Text segment
↓↓↓

Trying to hijack Nelson Mandela and present the DA as carrying his ‘holy grail’ is a pretty low tactic and certainly will backfire. In the first democratic elections 90% of white South Africa voted against Nelson Mandela and any of the majority black parties. The DA was at the forefront of this move. Even more did so in the next two elections. Not only this, but when Madiba magnanimously suggested that the DA join a National Unity government, they refused. After all in their opinion this was the leader of the nasty ANC and whatever his merits he was the first Commander-in-Chgief of Umkhonto we Sizwe branded as ‘terrorists’. The mainly white male DA voice believed they needed to fight against any broad movement made up of social democrats and communists and in so doing attracted some dodgy characters associated with the worst excesses of the previous regime.
It is a bit rich that a still very unreformed DA in terms of who runs the show, now haul out Nelson Mandela’s picture and claim his mantle. Also by simply putting black faces up on a stage without a complete overall of the party hierarchy in line with national demographics, rings hollow. Furthermore the voice modulation exercise being employed by Helen Zille comes across as stage management.
The one thing that does come across as well thought out and appealing is the DA’s new logo and slogan, which contrasts with the poor branding, acronym and name of the new party COPE.
As leading political commentator Adam Habib said of yesterday’s DA launch, we need to put the razzmatazz and veneer aside, and then the DA looks pretty much the same as it always did. It will have to do something much deeper than ‘SPIN’ to convince the electorate otherwise, particularly in the face of the new player on the block. It needs to position itself at the social democratic edge of liberalism, rather than the conservative libertarian end of the liberal democrat tradition. Without this shift it will remain a party of the past rather than the future.
Objectively, Helen Zille has a number of good points as a political leadership person and front person for the DA. But the sting in the tail, or pitfall, may well also be the ‘mania’ in Zillemania and the inability of the DA to really change.

↑↑↑

Exercise materials

↓↓↓

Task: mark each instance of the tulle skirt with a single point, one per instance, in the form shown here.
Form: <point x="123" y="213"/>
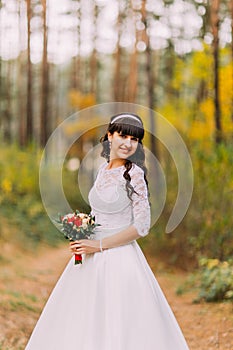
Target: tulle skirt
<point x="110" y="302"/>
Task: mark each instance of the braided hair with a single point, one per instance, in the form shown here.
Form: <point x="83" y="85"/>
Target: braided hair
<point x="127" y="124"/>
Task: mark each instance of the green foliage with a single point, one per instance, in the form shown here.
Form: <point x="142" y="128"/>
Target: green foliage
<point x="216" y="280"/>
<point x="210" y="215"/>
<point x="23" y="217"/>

↑↑↑
↓↓↓

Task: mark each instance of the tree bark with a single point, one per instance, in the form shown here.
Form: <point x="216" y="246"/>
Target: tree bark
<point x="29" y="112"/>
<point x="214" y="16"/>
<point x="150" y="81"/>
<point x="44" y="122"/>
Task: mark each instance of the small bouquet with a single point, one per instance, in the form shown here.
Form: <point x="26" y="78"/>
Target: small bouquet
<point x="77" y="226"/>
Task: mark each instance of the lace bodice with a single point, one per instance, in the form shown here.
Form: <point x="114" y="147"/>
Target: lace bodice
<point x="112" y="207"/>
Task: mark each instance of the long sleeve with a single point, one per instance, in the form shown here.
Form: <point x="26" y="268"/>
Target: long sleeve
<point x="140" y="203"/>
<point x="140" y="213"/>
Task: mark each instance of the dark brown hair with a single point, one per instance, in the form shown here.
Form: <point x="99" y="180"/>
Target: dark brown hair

↑↑↑
↓↓↓

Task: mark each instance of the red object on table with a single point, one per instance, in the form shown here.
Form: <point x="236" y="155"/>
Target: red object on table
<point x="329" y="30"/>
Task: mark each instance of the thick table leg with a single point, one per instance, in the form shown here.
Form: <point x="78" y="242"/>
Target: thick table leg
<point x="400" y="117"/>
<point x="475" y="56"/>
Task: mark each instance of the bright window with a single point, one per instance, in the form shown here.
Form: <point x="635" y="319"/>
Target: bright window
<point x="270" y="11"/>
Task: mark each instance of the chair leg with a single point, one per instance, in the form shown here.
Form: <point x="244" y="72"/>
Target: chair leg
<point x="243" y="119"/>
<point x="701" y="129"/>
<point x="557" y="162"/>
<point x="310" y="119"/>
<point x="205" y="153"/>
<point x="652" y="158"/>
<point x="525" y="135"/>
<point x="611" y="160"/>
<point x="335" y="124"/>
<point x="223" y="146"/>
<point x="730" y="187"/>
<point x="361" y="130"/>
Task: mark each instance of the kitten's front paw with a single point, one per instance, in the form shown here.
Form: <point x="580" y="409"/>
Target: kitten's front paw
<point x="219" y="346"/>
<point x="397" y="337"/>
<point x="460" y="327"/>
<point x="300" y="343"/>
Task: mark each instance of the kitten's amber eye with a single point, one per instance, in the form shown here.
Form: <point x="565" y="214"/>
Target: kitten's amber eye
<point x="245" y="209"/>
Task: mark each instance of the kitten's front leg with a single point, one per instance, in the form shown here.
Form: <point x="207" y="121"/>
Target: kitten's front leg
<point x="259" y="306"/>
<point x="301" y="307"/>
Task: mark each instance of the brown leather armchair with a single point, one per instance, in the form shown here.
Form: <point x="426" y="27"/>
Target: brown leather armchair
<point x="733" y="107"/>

↑↑↑

What you will do
1. How would you put this sentence from the commentary on the DA launch into Spanish: "Without this shift it will remain a party of the past rather than the future."
2. Can you print everything in the records from the line that contains "Task: mark each instance of the long" down to the line that contains "Target: dark brown hair", both lines included, reproduced without any change?

Task-by-task outputs
1. Sin este cambio, seguirá siendo un partido del pasado y no del futuro.

2.
Task: mark each instance of the long sleeve with a single point, one per instance, in the form shown here.
Form: <point x="26" y="268"/>
Target: long sleeve
<point x="140" y="203"/>
<point x="140" y="213"/>
Task: mark each instance of the dark brown hair with a single point, one per instance, in the form shown here.
Form: <point x="99" y="180"/>
Target: dark brown hair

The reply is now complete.